While waiting to be sworn into his post in the traditional inauguration ceremony next January 20, the tycoon has begun configuring his cabinet with an abundance of generals, millionaires and controversial appointments such as that of his chief strategist, far rightist Stephen Bannon, accused of racism and misogyny. Oil magnate Rex Tillerson will be the next head of US diplomacy if ratified by the Senate, in a process that is expected to be very complex due to the international business ties of the chosen Secretary of State, especially with Russia. Tillerson, who has worked for the Exxon Mobil Company since 1975 and led it since 2006, has known Russian president Vladimir Putin since the days of President Boris Yeltsin (1991-1999) and has even been decorated by the Russian government.
The accords with Cuba and immigration reform
Obama leaves the White House with a relatively large level of popularity, hovering around 50%, something that is considered “very unusual” for the end of a second term. However, there is no certainty regarding the luck that two of his successes in exterior policies will run: the nuclear pact with Iran and the reestablishment of relations with Cuba. Regarding Cuba, the tycoon has been more explicit. Following the death of former President Fidel Castro, he threatened to put an end to the rapprochement if the Government now headed by Raul Castro isn’t ready to seal “a better accord”.
Obama failed to advance several of his priorities, such as immigration reform or greater control over firearms. With the path to immigration reform closed in Congress, at the end of 2014 Obama decreed measures to put the brakes on the deportation of nearly five million undocumented immigrants, decrees that were blocked shortly afterwards at the petition of 26 states. Now the problem of immigration is in Trump’s hands.
Brexit in Great Britain and peace in Colombia
A negative response to immigration and to the consequences of economic globalization led the British to vote in 2016 in favor of leaving the European Union. This watershed in the history of the United Kingdom has plunged the country into uncertainty. David Cameron, who convoked the national consultation convinced that the “Yes” vote on continuing within the European Union would win easily, resigned as Prime Minister. His successor, Theresa May, was previously in charge of immigration policy as head of the Interior ministry.
The year 2016 was also definitive as the year of peace for Colombia, which succeeded in signing a government accord with the former guerrilla group FARC, ending 52 years of internal armed conflict. They also came closer to a negotiation with another former guerrilla group, the ELN. These efforts earned President Juan Manuel Santos a Nobel Prize. However, Colombians rejected the accord in a plebiscite, voting for the “No” option by a scarce margin of less than half a percentage point, some 54,000 votes. The movement for a “No” vote was led by former President Álvaro Uribe. With an improved accord, Santos and FARC leader Rodrigo Londoño, also known as “Timochenko” returned to sign once more, this time without ceremony or international guests on November 24 in the Colón Theater in Bogotá.
The destitution of Dilma Rousseff
Smothered by corruption and economic crisis, Brazil lived through a year of political convulsion that remained unresolved by the destitution of Dilma Rousseff. That convulsion now threatens to engulf the new government led by conservative Michel Temer, surrounded by scandals. The recession and the denunciations of corruption that sped up the fall of the Workers’ Party (PT) after 13 years in power have only been accentuated in the last months. A large portion of Brazilians don’t trust Temer, according to the latest polls. These surveys reveal that over 60% of voters would support early elections, a majority similar to that reflected in the polls previous to the fall of the former president.

INSTRUCTIONS TO FOLLOW:
Reproduce word for word the stretch of the passage on 2016 political events from "The year 2016" through "Theater in Bogotá.".

GIVEN ENTRIES:
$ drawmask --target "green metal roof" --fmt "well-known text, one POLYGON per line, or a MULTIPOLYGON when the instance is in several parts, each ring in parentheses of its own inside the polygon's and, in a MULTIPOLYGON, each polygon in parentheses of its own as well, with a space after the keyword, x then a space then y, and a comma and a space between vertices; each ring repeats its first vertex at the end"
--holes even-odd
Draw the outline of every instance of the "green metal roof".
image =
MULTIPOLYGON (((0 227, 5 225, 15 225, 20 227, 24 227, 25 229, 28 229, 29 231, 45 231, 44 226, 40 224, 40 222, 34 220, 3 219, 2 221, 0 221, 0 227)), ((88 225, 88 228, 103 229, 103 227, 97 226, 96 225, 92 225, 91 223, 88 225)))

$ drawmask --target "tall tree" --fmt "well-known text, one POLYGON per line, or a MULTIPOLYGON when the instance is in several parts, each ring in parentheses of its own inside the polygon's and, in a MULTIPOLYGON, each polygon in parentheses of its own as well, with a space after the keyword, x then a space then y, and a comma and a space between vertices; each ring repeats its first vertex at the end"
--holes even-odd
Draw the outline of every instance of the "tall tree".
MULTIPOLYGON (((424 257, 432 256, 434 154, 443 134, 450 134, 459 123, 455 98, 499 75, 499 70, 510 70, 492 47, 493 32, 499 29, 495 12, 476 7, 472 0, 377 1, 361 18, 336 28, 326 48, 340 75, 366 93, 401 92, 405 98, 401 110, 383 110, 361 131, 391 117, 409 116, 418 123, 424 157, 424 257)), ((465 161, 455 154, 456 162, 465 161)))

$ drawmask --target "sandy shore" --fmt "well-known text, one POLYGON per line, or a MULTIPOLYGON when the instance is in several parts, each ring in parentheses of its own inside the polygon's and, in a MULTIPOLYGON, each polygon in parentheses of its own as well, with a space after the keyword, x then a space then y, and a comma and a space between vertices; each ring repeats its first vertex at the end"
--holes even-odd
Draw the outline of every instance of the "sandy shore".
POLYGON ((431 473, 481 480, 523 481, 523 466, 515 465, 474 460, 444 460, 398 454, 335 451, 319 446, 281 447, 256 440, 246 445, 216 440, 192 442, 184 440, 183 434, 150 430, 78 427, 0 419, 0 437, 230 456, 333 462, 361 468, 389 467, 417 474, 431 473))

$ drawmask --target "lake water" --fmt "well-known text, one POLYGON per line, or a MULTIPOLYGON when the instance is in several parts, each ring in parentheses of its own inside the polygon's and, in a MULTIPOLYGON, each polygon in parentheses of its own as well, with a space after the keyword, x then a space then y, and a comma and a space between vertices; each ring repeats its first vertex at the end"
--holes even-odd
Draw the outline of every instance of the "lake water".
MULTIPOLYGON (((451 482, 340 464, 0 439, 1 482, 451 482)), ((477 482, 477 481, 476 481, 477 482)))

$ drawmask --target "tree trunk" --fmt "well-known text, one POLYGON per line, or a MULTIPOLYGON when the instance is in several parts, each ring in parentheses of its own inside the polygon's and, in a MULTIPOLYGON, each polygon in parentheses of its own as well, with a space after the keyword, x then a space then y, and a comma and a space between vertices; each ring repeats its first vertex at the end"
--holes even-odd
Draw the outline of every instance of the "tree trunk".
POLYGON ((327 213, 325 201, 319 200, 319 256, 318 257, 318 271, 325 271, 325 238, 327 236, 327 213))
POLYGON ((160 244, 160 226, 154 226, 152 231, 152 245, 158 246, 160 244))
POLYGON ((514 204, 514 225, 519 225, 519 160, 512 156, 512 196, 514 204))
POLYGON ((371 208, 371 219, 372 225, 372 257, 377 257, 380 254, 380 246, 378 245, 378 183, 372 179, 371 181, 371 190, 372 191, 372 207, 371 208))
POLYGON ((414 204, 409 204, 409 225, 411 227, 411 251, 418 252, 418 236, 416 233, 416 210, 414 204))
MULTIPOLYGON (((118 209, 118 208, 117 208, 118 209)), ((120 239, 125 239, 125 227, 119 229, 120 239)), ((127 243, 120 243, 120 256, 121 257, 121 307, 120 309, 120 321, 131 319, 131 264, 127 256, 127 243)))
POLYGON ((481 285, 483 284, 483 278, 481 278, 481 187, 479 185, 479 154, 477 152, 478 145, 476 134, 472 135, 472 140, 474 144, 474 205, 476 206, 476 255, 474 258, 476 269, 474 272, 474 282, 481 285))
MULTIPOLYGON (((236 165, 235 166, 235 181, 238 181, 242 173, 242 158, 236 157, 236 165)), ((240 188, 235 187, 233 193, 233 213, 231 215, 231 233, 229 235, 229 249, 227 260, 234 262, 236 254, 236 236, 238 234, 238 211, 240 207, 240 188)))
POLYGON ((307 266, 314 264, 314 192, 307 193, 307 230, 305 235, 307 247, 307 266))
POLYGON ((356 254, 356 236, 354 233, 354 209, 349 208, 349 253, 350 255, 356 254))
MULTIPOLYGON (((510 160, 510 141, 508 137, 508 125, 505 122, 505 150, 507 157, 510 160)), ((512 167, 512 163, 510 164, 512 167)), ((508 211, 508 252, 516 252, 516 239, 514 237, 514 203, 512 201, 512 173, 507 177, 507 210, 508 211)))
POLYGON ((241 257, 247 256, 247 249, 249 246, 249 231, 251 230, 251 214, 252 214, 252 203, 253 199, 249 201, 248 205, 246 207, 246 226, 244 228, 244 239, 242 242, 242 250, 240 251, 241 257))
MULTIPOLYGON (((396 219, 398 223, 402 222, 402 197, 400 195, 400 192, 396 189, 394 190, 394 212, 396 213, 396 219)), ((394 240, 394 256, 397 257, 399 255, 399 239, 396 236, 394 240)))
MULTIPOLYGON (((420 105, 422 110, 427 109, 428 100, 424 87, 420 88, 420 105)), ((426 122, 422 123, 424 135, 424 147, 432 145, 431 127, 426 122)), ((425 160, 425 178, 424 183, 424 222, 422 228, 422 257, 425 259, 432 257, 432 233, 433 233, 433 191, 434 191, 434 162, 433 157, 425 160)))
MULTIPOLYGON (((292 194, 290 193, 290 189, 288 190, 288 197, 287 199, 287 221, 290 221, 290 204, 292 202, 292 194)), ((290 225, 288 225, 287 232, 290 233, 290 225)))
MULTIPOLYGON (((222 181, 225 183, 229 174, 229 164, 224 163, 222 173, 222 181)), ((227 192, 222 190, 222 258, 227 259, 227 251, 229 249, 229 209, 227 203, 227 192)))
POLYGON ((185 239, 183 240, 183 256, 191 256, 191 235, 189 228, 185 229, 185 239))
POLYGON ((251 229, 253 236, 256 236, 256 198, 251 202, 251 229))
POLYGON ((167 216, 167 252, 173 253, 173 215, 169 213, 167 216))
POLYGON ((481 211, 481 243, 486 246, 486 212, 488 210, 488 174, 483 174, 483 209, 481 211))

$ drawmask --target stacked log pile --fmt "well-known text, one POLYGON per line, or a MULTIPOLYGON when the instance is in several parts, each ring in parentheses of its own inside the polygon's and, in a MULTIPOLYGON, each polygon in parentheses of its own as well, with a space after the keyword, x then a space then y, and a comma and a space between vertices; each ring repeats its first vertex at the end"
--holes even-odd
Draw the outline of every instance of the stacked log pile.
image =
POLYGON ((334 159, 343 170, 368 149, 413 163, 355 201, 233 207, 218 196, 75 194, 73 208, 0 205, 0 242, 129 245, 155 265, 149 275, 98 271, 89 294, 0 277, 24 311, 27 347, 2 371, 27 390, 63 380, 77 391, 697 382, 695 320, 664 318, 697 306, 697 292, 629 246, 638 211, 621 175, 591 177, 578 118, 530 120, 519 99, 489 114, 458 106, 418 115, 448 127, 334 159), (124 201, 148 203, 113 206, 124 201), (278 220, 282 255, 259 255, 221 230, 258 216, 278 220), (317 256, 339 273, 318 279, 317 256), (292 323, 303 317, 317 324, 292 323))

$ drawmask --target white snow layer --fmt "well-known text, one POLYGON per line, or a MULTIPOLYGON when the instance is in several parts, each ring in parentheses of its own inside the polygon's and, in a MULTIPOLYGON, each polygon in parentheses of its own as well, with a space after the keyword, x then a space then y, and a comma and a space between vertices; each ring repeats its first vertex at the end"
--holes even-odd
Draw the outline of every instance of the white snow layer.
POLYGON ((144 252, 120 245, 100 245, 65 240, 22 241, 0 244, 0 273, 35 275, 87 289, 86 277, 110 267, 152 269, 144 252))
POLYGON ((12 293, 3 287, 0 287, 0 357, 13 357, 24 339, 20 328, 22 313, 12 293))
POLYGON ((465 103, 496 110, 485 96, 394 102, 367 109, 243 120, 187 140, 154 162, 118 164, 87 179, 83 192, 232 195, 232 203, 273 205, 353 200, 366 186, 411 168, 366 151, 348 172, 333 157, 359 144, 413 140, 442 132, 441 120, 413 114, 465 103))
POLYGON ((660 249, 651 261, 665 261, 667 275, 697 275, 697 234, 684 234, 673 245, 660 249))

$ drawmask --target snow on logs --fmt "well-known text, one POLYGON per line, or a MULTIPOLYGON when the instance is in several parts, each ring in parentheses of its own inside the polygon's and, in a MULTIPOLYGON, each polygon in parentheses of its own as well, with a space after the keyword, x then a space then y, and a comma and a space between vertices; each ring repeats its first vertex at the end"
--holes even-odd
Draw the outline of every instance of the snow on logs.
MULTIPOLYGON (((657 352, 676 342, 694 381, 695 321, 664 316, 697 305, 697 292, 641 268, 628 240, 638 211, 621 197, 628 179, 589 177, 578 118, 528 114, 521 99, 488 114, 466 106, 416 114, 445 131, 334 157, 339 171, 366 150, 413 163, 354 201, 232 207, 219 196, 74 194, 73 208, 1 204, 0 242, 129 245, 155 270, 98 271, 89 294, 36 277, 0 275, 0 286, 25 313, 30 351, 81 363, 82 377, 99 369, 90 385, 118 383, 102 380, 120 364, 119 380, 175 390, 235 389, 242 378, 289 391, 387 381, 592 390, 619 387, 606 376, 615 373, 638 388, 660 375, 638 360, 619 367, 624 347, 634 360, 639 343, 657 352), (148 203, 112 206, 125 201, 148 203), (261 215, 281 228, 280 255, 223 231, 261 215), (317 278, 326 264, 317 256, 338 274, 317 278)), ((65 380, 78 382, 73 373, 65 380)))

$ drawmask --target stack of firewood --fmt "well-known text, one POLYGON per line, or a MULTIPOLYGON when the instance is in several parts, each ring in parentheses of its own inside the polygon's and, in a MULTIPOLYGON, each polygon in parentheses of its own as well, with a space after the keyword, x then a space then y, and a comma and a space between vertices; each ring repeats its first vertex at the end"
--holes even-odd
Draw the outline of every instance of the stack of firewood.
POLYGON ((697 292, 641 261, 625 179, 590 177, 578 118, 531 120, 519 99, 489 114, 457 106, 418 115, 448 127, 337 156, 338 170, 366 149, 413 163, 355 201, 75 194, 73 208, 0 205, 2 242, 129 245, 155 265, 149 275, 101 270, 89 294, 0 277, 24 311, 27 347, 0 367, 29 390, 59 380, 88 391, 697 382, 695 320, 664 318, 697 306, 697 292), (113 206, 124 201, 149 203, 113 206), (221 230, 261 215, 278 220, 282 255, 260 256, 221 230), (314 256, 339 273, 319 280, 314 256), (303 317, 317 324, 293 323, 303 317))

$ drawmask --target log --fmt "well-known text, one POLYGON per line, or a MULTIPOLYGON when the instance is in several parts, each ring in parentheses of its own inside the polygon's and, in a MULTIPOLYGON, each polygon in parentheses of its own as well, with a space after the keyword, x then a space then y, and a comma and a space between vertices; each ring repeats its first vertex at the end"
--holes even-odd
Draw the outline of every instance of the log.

ANSWER FOR THE TASK:
The year 2016 was also definitive as the year of peace for Colombia, which succeeded in signing a government accord with the former guerrilla group FARC, ending 52 years of internal armed conflict. They also came closer to a negotiation with another former guerrilla group, the ELN. These efforts earned President Juan Manuel Santos a Nobel Prize. However, Colombians rejected the accord in a plebiscite, voting for the “No” option by a scarce margin of less than half a percentage point, some 54,000 votes. The movement for a “No” vote was led by former President Álvaro Uribe. With an improved accord, Santos and FARC leader Rodrigo Londoño, also known as “Timochenko” returned to sign once more, this time without ceremony or international guests on November 24 in the Colón Theater in Bogotá.